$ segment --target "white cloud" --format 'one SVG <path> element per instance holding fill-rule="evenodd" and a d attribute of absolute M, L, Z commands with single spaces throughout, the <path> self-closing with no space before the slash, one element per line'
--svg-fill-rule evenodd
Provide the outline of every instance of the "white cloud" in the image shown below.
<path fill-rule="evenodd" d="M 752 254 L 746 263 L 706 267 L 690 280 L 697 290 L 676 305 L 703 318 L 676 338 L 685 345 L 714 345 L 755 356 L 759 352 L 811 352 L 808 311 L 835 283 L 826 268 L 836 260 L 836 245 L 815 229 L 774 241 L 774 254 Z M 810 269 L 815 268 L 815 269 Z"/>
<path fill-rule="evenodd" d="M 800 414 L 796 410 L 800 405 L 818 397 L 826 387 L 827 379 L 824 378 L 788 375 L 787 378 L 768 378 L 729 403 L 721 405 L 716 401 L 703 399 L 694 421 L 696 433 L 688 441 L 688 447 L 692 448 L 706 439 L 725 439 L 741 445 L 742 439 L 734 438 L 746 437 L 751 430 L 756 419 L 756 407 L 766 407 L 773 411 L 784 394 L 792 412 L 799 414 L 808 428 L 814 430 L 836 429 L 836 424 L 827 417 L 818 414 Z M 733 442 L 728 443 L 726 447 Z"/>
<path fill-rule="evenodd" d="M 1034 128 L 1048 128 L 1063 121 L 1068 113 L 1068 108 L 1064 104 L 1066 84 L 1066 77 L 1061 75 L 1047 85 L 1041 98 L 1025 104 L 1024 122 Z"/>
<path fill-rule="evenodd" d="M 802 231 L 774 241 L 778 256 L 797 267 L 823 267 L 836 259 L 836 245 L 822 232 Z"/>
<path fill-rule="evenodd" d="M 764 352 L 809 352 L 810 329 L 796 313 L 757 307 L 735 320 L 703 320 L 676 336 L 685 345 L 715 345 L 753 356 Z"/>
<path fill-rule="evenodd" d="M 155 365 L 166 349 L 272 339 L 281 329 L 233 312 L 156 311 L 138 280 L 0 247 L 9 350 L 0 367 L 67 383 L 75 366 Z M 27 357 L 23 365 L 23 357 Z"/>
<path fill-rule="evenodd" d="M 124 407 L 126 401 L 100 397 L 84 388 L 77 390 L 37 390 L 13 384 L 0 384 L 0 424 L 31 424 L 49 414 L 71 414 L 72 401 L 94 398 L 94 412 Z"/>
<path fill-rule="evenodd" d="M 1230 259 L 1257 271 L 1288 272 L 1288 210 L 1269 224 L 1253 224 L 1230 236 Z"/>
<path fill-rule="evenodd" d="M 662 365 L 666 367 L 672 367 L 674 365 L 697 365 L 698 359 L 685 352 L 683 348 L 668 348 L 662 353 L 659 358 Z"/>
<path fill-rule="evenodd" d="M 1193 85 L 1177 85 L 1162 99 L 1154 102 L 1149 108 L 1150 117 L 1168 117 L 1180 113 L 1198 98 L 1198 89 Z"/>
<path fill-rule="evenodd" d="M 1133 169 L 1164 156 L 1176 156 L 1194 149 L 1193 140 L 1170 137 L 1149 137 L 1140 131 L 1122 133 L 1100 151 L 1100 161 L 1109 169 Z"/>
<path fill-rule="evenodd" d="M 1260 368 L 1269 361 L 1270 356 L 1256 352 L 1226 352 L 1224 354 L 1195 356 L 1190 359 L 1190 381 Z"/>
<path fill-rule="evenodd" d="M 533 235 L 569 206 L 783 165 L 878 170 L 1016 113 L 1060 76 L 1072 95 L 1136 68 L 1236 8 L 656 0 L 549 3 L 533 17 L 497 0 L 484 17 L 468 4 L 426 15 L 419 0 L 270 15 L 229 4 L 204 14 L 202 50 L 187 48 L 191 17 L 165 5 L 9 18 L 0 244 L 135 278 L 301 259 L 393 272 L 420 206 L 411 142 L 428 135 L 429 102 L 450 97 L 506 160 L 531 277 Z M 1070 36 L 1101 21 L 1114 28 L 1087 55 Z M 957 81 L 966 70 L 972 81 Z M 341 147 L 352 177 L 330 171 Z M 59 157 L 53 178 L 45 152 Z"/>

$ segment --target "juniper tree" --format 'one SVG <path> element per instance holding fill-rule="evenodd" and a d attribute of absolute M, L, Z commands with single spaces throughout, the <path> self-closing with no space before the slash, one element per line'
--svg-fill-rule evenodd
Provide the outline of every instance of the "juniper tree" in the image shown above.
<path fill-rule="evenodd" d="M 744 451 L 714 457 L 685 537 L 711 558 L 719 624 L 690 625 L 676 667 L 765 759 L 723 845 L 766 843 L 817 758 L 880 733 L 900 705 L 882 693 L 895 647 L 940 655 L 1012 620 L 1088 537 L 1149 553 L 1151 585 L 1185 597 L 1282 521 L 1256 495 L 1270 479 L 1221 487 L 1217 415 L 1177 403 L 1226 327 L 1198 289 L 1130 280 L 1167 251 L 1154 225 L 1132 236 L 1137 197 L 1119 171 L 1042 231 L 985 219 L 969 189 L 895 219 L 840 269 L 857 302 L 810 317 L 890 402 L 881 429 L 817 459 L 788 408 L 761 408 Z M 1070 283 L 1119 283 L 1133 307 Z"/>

=== PROBLEM DETAILS ===
List each line of the material above that contains the string "every". Case counts, so match capitals and lowercase as given.

=== SOLUTION TO THE PROBLEM ===
Provide the outline of every instance of the "white cloud" in the image shown below.
Provide the outline of every instance of the "juniper tree" in the image shown above.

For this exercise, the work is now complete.